Once you have read the records below, write them all out exactly as given.

==== Data in this exercise

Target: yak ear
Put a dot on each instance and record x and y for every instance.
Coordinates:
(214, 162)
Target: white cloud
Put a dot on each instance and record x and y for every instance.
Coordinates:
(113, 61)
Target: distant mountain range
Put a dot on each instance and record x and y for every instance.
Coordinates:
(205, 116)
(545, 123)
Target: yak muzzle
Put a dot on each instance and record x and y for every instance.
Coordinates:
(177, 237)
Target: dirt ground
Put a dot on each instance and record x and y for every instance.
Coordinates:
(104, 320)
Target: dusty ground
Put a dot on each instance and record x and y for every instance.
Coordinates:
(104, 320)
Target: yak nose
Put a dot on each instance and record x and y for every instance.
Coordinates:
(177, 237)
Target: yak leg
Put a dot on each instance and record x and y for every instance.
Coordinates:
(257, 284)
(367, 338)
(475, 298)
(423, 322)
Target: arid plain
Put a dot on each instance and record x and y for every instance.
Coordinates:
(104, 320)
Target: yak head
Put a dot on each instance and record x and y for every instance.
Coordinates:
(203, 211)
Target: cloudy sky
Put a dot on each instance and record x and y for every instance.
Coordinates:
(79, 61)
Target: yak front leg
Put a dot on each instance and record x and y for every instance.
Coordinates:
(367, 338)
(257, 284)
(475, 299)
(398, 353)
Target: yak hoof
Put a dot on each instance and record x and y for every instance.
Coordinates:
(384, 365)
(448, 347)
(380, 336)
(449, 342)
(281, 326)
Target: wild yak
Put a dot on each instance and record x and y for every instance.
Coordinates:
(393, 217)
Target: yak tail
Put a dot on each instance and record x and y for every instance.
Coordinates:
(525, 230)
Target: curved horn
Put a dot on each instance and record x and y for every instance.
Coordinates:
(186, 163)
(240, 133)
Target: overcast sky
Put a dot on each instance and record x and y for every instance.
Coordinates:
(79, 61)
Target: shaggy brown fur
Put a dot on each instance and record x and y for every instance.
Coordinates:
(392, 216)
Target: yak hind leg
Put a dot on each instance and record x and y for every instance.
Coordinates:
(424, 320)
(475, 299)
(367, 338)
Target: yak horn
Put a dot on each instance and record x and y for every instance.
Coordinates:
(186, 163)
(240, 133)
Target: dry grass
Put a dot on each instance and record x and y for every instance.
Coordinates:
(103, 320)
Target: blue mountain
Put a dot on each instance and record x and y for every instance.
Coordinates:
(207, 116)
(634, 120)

========

Output:
Target: yak ear
Put a dot on each instance and record x and y for every instance.
Coordinates:
(214, 162)
Target: white cloud
Put a dot on each instance and record x and y for every instance.
Coordinates:
(113, 61)
Target: distant mountain range
Put a dot on each instance and record x and y for every instance.
Coordinates:
(205, 116)
(545, 123)
Target: yak muzzle
Put a dot on each instance and record x and y for every instance.
Coordinates:
(177, 237)
Target: dirt ground
Put a dot on each instance and record x and y for every instance.
Coordinates:
(104, 320)
Target: dusty ground
Put a dot on each instance and record x and y for every instance.
Coordinates:
(104, 320)
Target: yak nose
Put a dot on each instance and record x and y for every instance.
Coordinates:
(177, 237)
Target: yak leg
Put a dot on each instance and record x and y for every instance.
Coordinates:
(257, 284)
(367, 338)
(475, 298)
(423, 322)
Target: arid plain
Put a dot on each instance and record x and y for every instance.
Coordinates:
(104, 320)
Target: yak head
Put a dot on each instance and record x and y for every instance.
Coordinates:
(203, 211)
Target: cloudy sky
Put a dot on each instance and record x and y for every instance.
Coordinates:
(79, 61)
Target: yak front leg
Put a dot on each instance and record x and y for every instance.
Coordinates:
(367, 338)
(257, 284)
(475, 299)
(398, 353)
Target: yak hoof
Put a dot on each instance and record x and y for every instance.
Coordinates:
(384, 365)
(448, 347)
(380, 336)
(449, 342)
(281, 326)
Target: wild yak
Put a dot on each instance and record x and y for every instance.
Coordinates:
(393, 217)
Target: yak tail
Put a dot on each instance and record x and y for every instance.
Coordinates:
(525, 230)
Target: curved horn
Put a dot on each instance and record x and y for every instance.
Coordinates:
(186, 163)
(240, 133)
Target: overcast sky
Put a dot on each instance and record x and y for every instance.
Coordinates:
(79, 61)
Target: shaggy brown fur
Put a dot on each instance and record x and y for every instance.
Coordinates:
(392, 216)
Target: yak hind leg
Put a dot on each instance and record x and y for every instance.
Coordinates:
(424, 320)
(475, 299)
(367, 338)
Target: yak horn
Put a dot on each instance and record x and y for every instance.
Coordinates:
(186, 163)
(240, 133)
Target: dry grass
Put a dot on each instance and record x and y for every instance.
Coordinates:
(103, 320)
Target: blue mountain
Put a dot on each instance and record x and y for every instance.
Coordinates:
(207, 116)
(634, 120)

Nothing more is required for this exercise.